- What to produce -
Let your answer be the line containing "Please place a point on the flower head" and every line below it to the end of the records, copied exactly.

- Input -
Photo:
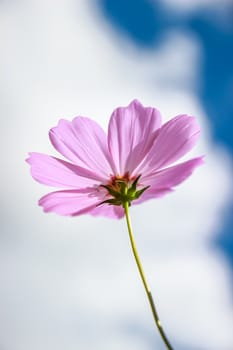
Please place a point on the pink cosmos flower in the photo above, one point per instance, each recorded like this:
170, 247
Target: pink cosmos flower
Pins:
131, 163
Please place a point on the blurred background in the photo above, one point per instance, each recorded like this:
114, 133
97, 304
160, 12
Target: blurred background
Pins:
71, 283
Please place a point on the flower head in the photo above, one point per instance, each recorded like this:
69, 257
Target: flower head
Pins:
131, 163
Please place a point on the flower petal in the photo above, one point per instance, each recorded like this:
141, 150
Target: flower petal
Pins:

- Written solution -
Please place a point on the flower head in the photo above, one point per instance, each recorded like this:
69, 257
Target: flower head
Pins:
131, 163
Please place a point on the flower petal in the photo above, one point per instance, each recorded like this:
141, 150
Target: flower petal
Pins:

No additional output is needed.